══ Record extracts

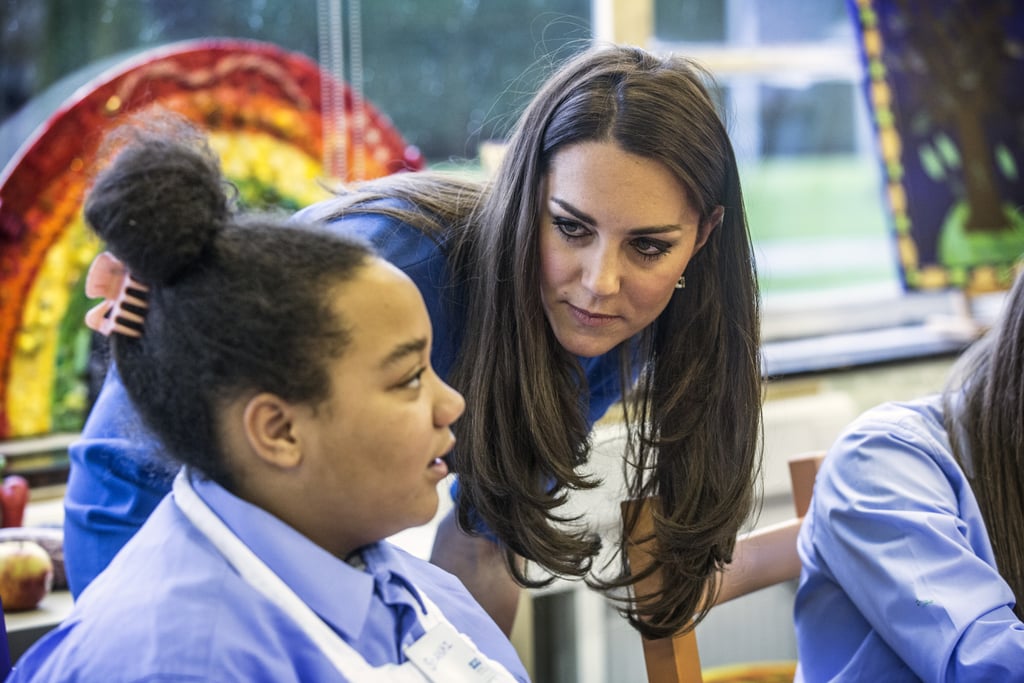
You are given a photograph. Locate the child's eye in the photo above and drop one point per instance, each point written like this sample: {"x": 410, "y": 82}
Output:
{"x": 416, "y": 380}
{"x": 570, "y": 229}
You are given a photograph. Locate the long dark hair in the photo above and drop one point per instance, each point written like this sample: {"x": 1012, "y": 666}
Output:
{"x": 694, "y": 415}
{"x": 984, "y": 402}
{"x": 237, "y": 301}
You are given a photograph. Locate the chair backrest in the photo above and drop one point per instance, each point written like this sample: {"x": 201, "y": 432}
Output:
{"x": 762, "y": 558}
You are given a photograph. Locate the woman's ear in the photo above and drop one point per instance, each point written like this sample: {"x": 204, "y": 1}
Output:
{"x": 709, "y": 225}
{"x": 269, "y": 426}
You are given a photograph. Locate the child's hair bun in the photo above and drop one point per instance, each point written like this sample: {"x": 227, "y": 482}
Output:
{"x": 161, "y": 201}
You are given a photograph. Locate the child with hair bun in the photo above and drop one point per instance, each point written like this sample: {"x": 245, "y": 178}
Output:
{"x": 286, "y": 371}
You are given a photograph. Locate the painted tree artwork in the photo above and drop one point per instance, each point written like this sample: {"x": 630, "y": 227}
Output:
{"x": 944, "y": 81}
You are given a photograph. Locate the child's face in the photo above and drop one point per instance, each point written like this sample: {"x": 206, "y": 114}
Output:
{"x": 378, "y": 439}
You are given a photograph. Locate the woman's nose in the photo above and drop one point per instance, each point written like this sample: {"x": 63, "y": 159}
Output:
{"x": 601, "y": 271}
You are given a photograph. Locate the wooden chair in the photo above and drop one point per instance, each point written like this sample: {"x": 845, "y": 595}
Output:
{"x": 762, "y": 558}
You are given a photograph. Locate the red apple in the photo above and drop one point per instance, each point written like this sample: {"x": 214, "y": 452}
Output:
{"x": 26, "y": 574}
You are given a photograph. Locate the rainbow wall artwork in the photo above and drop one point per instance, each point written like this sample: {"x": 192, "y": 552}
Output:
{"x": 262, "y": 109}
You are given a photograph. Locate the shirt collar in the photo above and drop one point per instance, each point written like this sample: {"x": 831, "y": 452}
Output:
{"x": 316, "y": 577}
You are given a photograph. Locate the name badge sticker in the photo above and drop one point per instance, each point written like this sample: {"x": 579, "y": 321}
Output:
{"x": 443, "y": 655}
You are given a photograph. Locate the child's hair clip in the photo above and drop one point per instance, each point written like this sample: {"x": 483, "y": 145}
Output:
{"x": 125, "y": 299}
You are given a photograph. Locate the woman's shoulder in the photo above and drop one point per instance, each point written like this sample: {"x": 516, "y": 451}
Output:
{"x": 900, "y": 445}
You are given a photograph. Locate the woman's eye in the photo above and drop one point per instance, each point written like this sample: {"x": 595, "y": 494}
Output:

════

What the task requires: Pictures are excluded; output everything else in the data verbatim.

Completed task:
You are given a photograph. Locate the child's eye in the photo above and drop one point per instance, each point written like this sample: {"x": 410, "y": 82}
Output:
{"x": 416, "y": 380}
{"x": 570, "y": 229}
You are given a photograph. Locate the long dark hair in the photo above and drop one point per instance, each point written like this sample: {"x": 1012, "y": 666}
Output:
{"x": 694, "y": 415}
{"x": 984, "y": 402}
{"x": 237, "y": 301}
You are given a photograph. Locate the chair backrest in the photo above and drop one point per instance, each point written like this sample: {"x": 201, "y": 432}
Output:
{"x": 762, "y": 558}
You are given a photograph. Locate the woman's ear in the photo above and drop one point per instance, each point written like this sample: {"x": 204, "y": 1}
Output:
{"x": 709, "y": 225}
{"x": 269, "y": 426}
You are given a photograph. Locate the child's hair bun in the photo above and drop one point per instance, each point written like this sample: {"x": 227, "y": 482}
Output:
{"x": 161, "y": 201}
You are given a photograph. Locate the child with hair bun in the photo above and drop one point per instance, each point written like this sample: {"x": 245, "y": 178}
Output:
{"x": 286, "y": 371}
You are given a photograph. Locate the painted tree artwork in the photo above and drop one point per instance, each point written like this sample: {"x": 630, "y": 227}
Output:
{"x": 944, "y": 81}
You are given a photograph. Locate the child's face in the photo above and drop one point per instance, each point written like this sample: {"x": 206, "y": 114}
Output:
{"x": 378, "y": 439}
You are given a photograph. Locate the woman's nose in the photo above and drop one point per instance, each point written like this sample: {"x": 63, "y": 159}
Output:
{"x": 601, "y": 271}
You are given a photograph. Locate the wooden chair in the photo above and drop one point per instance, each point written like this sample: {"x": 845, "y": 595}
Output:
{"x": 762, "y": 558}
You are given a photograph. Locate the red apple in the photo above and drop one point per instance, each point written like this sample: {"x": 214, "y": 452}
Output:
{"x": 26, "y": 574}
You are given a photograph. Locate the rainbow wall artwork in the photo above and drop one point per instance, each point written like this sample: {"x": 192, "y": 552}
Output:
{"x": 262, "y": 109}
You are given a photograph. Locate the shirt collar in the photo above and drop one point per instance, each point written like this sample: {"x": 831, "y": 452}
Output:
{"x": 316, "y": 577}
You are given a photograph. Locate the name badge sticker in the photo above and drop one point per instance, each point written like this sample: {"x": 579, "y": 321}
Output:
{"x": 443, "y": 655}
You are given a photograph. Locate the child's hair clip in the photo above and drop one point per instance, each point written like this sample: {"x": 483, "y": 145}
Output:
{"x": 125, "y": 299}
You are given a photograph. Locate the woman's shoulder in the photo above and drop one point per instance, each point written like this sample: {"x": 516, "y": 451}
Output:
{"x": 900, "y": 445}
You are given a photograph. Locate the woman's eye in the photo above and drop one point per instance, each point written like this sample: {"x": 595, "y": 494}
Output:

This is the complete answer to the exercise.